COMPITI >>
A) Estrai tutte le righe che contengono la parola "grey", facendo attenzione a maiuscole e minuscole.
B) Continua il testo sull'intelligenza dal punto in cui si ferma.

TESTO >>
Sì perché quel che definisce il nostro migliore adattamento alla realtà non è una perenne lotta fra ragione e sentimento, ma al contrario una feconda integrazione fra questi due aspetti della nostra personalità. Vediamo meglio perché.
Intelligente in che senso?
Tradizionalmente l’intelligenza si è sempre misurata sulla base del rapporto fra determinate prestazioni cognitive rese da un soggetto e la performance madia attesa per età e livello di scolarizzazione. Questa visione standardizzata e unitaria dell’intelligenza è quella che ha ispirato le prime misurazioni basate appunto sul concetto di quoziente di intelligenza o quoziente intellettivo (QUI) (Mackintosh, 1998).
Altri Autori hanno raffinato sempre meglio questo concetto col tempo, evidenziando ad esempio quanto le prestazioni intellettive fossero determinate non soltanto da abilità squisitamente verbali, ma anche da performance più concrete e strategiche afferenti ad altri domini di capacità (Wechsler, 1997).

DATI ESERCIZIO >>
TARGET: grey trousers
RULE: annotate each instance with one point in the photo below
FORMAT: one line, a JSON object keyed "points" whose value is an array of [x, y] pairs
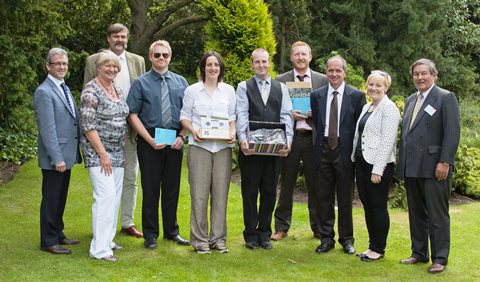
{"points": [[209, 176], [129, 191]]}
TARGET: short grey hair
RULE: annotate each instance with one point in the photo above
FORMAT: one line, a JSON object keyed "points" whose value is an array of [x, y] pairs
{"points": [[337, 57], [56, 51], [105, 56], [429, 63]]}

...

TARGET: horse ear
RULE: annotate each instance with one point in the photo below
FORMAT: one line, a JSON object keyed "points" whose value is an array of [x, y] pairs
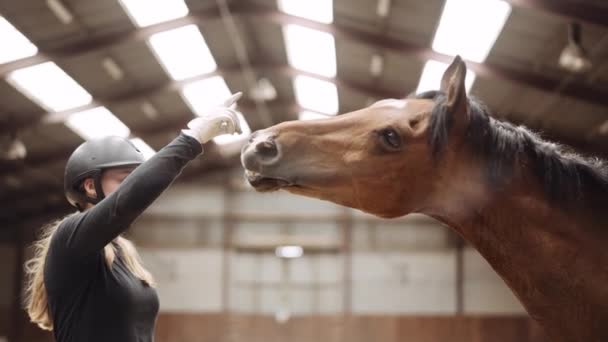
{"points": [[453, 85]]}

...

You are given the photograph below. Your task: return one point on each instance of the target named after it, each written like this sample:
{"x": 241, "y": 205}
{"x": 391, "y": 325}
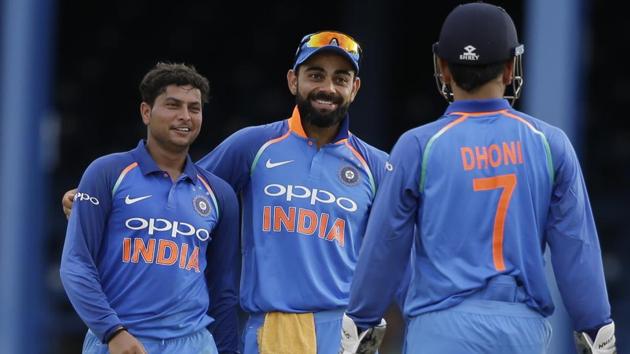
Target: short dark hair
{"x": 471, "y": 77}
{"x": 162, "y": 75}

RISULTATI ESERCIZIO >>
A)
TARGET: grey trousers
TARGET: short grey hair

B)
Negli ultimi anni si è andata molto ridimensionando l’utilità del QI, da solo, di discriminare la effettive capacità intellettive di una persona. Nella valutazione della disabilità intellettiva, ad esempio, l’utilizzo del QI ha mostrato tutti i suoi limiti trattandosi di un’approssimazione piuttosto “teorica” del livello di funzionamento cognitivo spesso tuttavia inadeguata a rispecchiare le effettive capacità/difficoltà del soggetto della real life e le sue capacità residue di adattamento.
Ecco perché lo stesso DSM 5 non definisce più la disabilità intellettiva sulla base del QI, ma basandosi sulla severità dell’impairment sul funzionamento adattivo, che è quello che poi determina il grado di supporto necessario (APA, 2014).
Ma, se di capacità di adattamento si tratta, non può sfuggire il fatto che molti del problemi, materiali e immateriali, con i quali ci troviamo a confronto nella vita di ogni giorno non implicano un approccio soltanto razionale, ma chiamano in causa la nostra componente emotiva. Elemento, questo, tutt’altro che marginale, ma una vera e propria risorsa che Mayer e Salovey (1990) prima e Goleman (1995) poi rivalutarono in tempi moderni rendendola addirittura misurabile attraverso test di intelligenza emotiva.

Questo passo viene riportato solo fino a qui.